EXERCISE PROMPT. Only one thing is required: the number of lines in the entries below that contain "wooden".

(Dataset entries)
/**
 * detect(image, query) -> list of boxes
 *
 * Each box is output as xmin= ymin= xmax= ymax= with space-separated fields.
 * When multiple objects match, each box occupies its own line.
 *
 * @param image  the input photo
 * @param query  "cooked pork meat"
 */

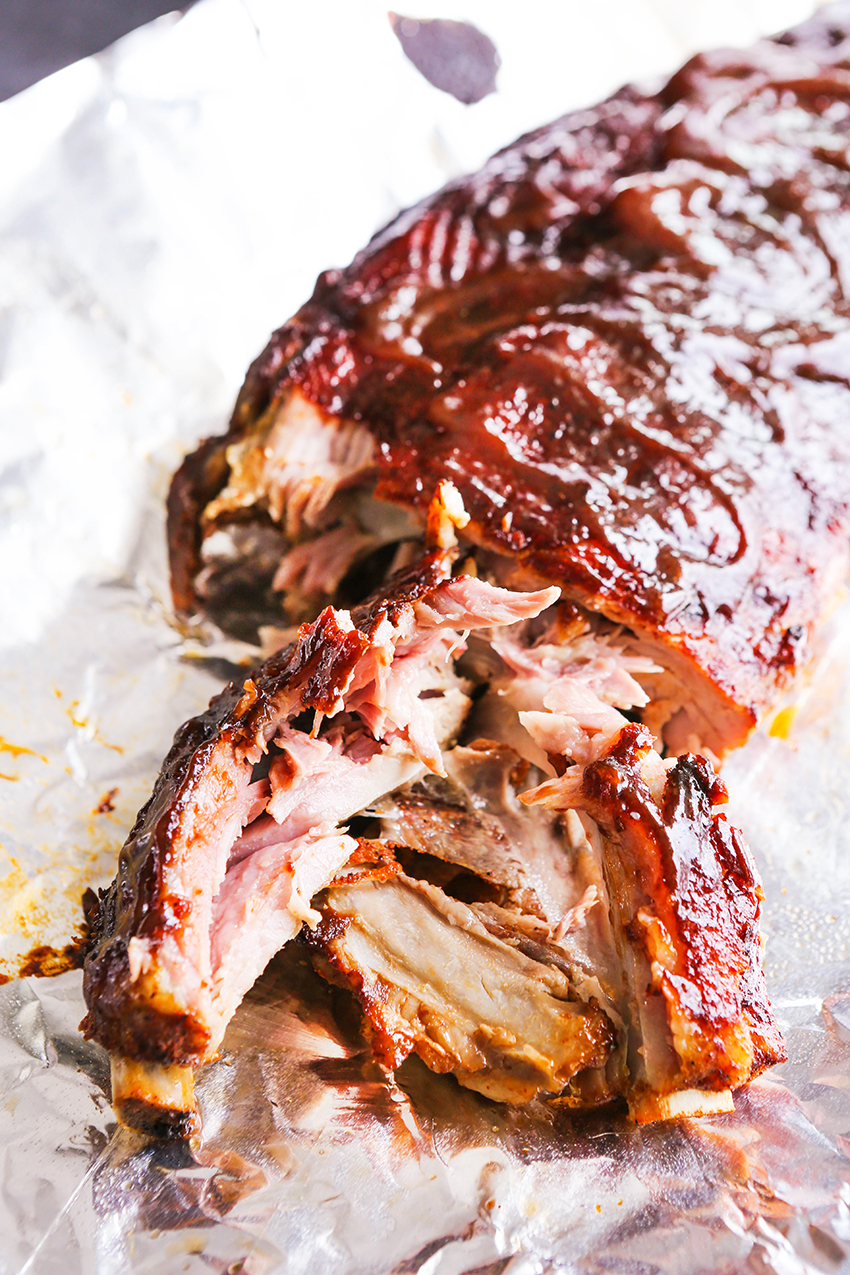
xmin=169 ymin=6 xmax=850 ymax=761
xmin=376 ymin=743 xmax=571 ymax=917
xmin=80 ymin=7 xmax=850 ymax=1132
xmin=307 ymin=676 xmax=780 ymax=1120
xmin=82 ymin=493 xmax=559 ymax=1133
xmin=307 ymin=867 xmax=616 ymax=1105
xmin=529 ymin=726 xmax=782 ymax=1119
xmin=82 ymin=488 xmax=784 ymax=1129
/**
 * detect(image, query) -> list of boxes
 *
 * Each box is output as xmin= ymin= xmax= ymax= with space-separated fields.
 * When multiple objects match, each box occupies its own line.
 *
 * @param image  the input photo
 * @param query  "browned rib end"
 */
xmin=110 ymin=1055 xmax=198 ymax=1138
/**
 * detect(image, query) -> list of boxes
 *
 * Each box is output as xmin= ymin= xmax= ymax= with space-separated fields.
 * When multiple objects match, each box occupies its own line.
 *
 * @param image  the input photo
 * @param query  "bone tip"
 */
xmin=110 ymin=1054 xmax=199 ymax=1139
xmin=630 ymin=1086 xmax=735 ymax=1124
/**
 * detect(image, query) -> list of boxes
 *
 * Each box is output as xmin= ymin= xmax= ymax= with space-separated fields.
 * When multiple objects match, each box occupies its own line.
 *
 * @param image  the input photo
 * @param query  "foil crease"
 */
xmin=1 ymin=1 xmax=849 ymax=1271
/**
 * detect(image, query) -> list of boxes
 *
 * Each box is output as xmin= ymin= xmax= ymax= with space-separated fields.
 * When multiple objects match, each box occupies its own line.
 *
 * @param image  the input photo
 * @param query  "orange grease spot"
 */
xmin=0 ymin=736 xmax=47 ymax=763
xmin=769 ymin=706 xmax=798 ymax=740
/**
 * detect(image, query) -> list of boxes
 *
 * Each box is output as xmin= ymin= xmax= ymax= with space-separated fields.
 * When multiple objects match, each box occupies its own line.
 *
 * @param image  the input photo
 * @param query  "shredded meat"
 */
xmin=307 ymin=631 xmax=781 ymax=1120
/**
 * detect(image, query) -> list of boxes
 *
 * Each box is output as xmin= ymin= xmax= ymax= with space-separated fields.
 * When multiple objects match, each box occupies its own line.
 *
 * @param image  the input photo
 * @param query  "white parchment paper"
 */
xmin=2 ymin=2 xmax=850 ymax=1272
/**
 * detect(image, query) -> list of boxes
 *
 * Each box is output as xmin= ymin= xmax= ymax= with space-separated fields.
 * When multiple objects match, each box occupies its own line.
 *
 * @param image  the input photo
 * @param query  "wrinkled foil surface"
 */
xmin=2 ymin=2 xmax=849 ymax=1271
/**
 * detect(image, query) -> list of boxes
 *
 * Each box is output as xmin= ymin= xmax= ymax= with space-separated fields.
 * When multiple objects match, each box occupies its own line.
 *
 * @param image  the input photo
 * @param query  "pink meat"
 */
xmin=83 ymin=538 xmax=561 ymax=1077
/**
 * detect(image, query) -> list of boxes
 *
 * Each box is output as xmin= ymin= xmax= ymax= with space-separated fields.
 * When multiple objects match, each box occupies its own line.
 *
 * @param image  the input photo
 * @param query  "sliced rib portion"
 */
xmin=87 ymin=518 xmax=784 ymax=1129
xmin=82 ymin=505 xmax=559 ymax=1127
xmin=522 ymin=724 xmax=784 ymax=1120
xmin=304 ymin=607 xmax=783 ymax=1119
xmin=308 ymin=866 xmax=614 ymax=1104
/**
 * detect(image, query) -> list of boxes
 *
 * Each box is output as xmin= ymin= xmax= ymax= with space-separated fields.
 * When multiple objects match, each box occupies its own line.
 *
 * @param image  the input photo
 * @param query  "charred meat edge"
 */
xmin=522 ymin=724 xmax=785 ymax=1120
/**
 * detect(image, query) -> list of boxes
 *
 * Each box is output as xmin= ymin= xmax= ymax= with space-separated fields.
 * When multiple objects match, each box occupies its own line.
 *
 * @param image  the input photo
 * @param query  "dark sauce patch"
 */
xmin=0 ymin=886 xmax=100 ymax=985
xmin=9 ymin=932 xmax=90 ymax=984
xmin=94 ymin=788 xmax=118 ymax=815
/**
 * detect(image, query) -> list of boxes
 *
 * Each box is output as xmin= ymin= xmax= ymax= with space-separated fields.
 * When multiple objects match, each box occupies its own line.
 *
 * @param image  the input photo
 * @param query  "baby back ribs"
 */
xmin=81 ymin=7 xmax=850 ymax=1132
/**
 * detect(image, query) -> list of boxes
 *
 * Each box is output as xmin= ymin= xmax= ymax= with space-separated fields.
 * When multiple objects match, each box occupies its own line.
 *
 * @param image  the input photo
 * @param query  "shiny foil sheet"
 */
xmin=2 ymin=1 xmax=849 ymax=1271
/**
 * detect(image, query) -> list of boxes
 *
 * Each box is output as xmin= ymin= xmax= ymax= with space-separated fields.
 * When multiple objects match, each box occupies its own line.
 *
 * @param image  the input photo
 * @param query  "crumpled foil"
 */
xmin=2 ymin=1 xmax=849 ymax=1271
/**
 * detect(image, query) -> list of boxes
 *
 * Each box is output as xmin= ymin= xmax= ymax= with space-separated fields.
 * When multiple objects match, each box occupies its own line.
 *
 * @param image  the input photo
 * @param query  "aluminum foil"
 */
xmin=2 ymin=1 xmax=849 ymax=1271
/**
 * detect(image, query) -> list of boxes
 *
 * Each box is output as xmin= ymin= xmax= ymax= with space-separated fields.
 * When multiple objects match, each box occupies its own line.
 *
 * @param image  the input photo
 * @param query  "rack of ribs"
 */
xmin=83 ymin=4 xmax=850 ymax=1134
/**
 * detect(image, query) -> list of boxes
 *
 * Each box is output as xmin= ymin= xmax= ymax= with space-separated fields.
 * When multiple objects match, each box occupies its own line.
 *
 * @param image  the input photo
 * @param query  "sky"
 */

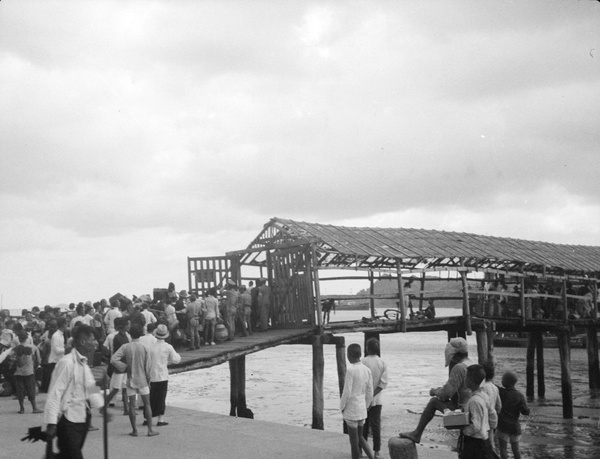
xmin=1 ymin=1 xmax=599 ymax=309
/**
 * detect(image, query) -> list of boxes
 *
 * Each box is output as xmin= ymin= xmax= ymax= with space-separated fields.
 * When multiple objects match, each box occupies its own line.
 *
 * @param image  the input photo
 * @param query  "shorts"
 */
xmin=496 ymin=429 xmax=521 ymax=443
xmin=126 ymin=385 xmax=150 ymax=397
xmin=345 ymin=419 xmax=365 ymax=429
xmin=109 ymin=373 xmax=127 ymax=391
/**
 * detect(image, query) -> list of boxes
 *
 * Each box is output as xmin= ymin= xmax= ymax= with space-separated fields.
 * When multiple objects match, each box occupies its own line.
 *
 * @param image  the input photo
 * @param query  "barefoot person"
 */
xmin=340 ymin=343 xmax=374 ymax=459
xmin=111 ymin=324 xmax=158 ymax=437
xmin=12 ymin=330 xmax=43 ymax=414
xmin=400 ymin=337 xmax=475 ymax=444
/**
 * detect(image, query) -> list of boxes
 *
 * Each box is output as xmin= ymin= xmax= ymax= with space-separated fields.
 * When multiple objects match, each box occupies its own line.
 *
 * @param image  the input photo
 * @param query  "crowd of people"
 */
xmin=339 ymin=337 xmax=529 ymax=459
xmin=471 ymin=279 xmax=595 ymax=320
xmin=0 ymin=278 xmax=273 ymax=457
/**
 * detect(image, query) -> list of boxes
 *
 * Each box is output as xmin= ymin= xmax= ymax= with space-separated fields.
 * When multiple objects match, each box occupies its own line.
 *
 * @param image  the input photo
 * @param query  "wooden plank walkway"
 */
xmin=168 ymin=327 xmax=316 ymax=374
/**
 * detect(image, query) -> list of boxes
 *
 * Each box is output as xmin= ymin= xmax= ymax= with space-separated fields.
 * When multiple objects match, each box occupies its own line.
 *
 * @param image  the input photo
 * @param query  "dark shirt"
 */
xmin=498 ymin=386 xmax=530 ymax=435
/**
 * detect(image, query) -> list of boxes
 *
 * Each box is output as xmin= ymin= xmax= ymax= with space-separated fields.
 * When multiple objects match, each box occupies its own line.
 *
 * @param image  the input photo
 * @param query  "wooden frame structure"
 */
xmin=188 ymin=217 xmax=600 ymax=422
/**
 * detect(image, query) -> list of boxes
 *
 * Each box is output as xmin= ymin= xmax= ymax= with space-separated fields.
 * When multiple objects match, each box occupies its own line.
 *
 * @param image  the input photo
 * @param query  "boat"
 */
xmin=493 ymin=332 xmax=587 ymax=348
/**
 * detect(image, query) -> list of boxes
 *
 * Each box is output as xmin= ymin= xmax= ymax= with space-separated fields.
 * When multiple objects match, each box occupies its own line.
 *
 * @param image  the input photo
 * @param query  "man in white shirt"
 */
xmin=104 ymin=300 xmax=122 ymax=335
xmin=44 ymin=324 xmax=106 ymax=458
xmin=48 ymin=317 xmax=67 ymax=376
xmin=361 ymin=338 xmax=388 ymax=459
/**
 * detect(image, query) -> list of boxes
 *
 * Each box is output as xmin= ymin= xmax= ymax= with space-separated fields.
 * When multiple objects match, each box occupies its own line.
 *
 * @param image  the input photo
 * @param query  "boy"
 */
xmin=460 ymin=364 xmax=493 ymax=459
xmin=480 ymin=361 xmax=501 ymax=455
xmin=12 ymin=330 xmax=43 ymax=414
xmin=361 ymin=338 xmax=388 ymax=459
xmin=497 ymin=371 xmax=530 ymax=459
xmin=340 ymin=343 xmax=374 ymax=459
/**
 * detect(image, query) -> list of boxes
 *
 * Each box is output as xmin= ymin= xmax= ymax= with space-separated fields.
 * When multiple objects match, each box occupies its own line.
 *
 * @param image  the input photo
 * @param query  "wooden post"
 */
xmin=556 ymin=331 xmax=573 ymax=419
xmin=486 ymin=325 xmax=495 ymax=366
xmin=562 ymin=277 xmax=569 ymax=325
xmin=312 ymin=335 xmax=325 ymax=430
xmin=311 ymin=245 xmax=323 ymax=330
xmin=333 ymin=336 xmax=348 ymax=434
xmin=460 ymin=265 xmax=472 ymax=335
xmin=229 ymin=357 xmax=239 ymax=416
xmin=592 ymin=280 xmax=598 ymax=319
xmin=520 ymin=274 xmax=526 ymax=327
xmin=586 ymin=324 xmax=600 ymax=389
xmin=526 ymin=333 xmax=535 ymax=398
xmin=369 ymin=271 xmax=376 ymax=319
xmin=396 ymin=260 xmax=406 ymax=332
xmin=534 ymin=332 xmax=545 ymax=398
xmin=476 ymin=330 xmax=488 ymax=364
xmin=419 ymin=274 xmax=426 ymax=312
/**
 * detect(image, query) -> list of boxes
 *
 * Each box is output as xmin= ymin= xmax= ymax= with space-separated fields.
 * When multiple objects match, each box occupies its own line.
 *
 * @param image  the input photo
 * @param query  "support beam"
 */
xmin=311 ymin=244 xmax=323 ymax=330
xmin=586 ymin=325 xmax=600 ymax=389
xmin=228 ymin=356 xmax=247 ymax=417
xmin=520 ymin=275 xmax=526 ymax=327
xmin=556 ymin=331 xmax=574 ymax=419
xmin=459 ymin=263 xmax=472 ymax=336
xmin=476 ymin=330 xmax=488 ymax=364
xmin=333 ymin=336 xmax=348 ymax=434
xmin=312 ymin=335 xmax=325 ymax=430
xmin=486 ymin=327 xmax=495 ymax=366
xmin=526 ymin=333 xmax=535 ymax=398
xmin=369 ymin=271 xmax=376 ymax=319
xmin=535 ymin=332 xmax=545 ymax=398
xmin=396 ymin=260 xmax=407 ymax=332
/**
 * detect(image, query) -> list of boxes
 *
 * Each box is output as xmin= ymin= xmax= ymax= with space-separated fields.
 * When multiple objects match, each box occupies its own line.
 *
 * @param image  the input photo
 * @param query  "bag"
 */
xmin=190 ymin=317 xmax=200 ymax=327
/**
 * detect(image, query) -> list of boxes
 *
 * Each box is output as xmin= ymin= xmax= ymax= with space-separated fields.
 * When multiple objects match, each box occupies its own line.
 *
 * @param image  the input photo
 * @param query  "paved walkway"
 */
xmin=1 ymin=393 xmax=450 ymax=459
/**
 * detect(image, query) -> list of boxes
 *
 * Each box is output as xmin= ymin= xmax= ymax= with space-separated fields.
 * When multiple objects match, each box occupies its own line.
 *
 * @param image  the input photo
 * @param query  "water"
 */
xmin=169 ymin=309 xmax=600 ymax=458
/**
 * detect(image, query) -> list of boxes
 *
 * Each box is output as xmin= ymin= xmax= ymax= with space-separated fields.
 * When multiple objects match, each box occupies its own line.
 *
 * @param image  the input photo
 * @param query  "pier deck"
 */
xmin=169 ymin=327 xmax=315 ymax=374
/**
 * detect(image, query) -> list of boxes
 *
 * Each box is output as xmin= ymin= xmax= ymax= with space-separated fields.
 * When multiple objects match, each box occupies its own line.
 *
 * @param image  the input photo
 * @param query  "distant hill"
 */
xmin=346 ymin=278 xmax=471 ymax=310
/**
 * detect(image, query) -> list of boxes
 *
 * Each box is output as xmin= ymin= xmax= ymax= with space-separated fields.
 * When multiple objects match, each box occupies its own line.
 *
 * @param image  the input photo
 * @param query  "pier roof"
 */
xmin=241 ymin=217 xmax=600 ymax=277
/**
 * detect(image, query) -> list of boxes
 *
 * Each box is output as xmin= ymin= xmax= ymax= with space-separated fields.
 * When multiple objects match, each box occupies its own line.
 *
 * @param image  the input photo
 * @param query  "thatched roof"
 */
xmin=240 ymin=217 xmax=600 ymax=277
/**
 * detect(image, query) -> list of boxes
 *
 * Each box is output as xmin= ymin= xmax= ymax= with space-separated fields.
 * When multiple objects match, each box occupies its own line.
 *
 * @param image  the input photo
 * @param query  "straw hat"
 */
xmin=154 ymin=324 xmax=169 ymax=340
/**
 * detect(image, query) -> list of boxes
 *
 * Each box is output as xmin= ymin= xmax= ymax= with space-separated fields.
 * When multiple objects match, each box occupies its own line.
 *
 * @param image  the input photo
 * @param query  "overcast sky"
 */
xmin=1 ymin=1 xmax=599 ymax=309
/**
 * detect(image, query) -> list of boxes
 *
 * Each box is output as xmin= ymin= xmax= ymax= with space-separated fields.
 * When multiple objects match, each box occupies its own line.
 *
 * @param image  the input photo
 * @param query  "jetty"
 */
xmin=180 ymin=218 xmax=600 ymax=427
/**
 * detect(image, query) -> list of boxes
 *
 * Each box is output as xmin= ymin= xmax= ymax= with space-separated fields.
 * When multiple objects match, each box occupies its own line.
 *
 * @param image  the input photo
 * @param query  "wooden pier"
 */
xmin=182 ymin=218 xmax=600 ymax=427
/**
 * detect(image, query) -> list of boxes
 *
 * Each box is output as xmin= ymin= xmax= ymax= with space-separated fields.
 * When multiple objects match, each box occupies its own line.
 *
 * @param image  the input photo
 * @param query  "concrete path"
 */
xmin=1 ymin=393 xmax=450 ymax=459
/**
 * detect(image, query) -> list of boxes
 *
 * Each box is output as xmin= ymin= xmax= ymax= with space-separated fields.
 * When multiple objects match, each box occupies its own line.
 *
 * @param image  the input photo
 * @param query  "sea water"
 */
xmin=169 ymin=309 xmax=600 ymax=458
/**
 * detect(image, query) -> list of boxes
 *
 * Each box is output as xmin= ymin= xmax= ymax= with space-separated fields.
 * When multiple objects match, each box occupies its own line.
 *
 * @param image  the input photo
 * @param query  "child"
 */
xmin=12 ymin=330 xmax=43 ymax=414
xmin=460 ymin=364 xmax=492 ymax=459
xmin=480 ymin=361 xmax=501 ymax=455
xmin=340 ymin=343 xmax=374 ymax=459
xmin=497 ymin=371 xmax=530 ymax=459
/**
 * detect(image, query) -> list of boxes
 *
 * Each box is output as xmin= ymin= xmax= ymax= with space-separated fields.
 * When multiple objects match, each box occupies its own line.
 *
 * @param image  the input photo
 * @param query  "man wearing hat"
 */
xmin=149 ymin=324 xmax=181 ymax=426
xmin=400 ymin=337 xmax=475 ymax=444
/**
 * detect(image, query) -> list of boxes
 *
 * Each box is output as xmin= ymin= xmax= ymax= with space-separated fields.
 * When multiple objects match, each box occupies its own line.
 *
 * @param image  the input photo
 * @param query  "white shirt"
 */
xmin=141 ymin=310 xmax=157 ymax=334
xmin=43 ymin=349 xmax=102 ymax=425
xmin=362 ymin=354 xmax=388 ymax=406
xmin=104 ymin=308 xmax=122 ymax=334
xmin=48 ymin=330 xmax=65 ymax=364
xmin=149 ymin=340 xmax=181 ymax=382
xmin=340 ymin=361 xmax=373 ymax=421
xmin=139 ymin=333 xmax=157 ymax=349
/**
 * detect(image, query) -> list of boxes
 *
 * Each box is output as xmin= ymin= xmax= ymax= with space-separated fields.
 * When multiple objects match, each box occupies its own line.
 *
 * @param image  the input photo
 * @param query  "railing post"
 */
xmin=396 ymin=260 xmax=406 ymax=332
xmin=460 ymin=261 xmax=472 ymax=336
xmin=311 ymin=244 xmax=323 ymax=330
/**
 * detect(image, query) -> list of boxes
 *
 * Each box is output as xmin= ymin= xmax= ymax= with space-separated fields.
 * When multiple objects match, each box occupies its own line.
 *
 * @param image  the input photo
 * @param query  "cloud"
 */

EXERCISE OUTPUT. 4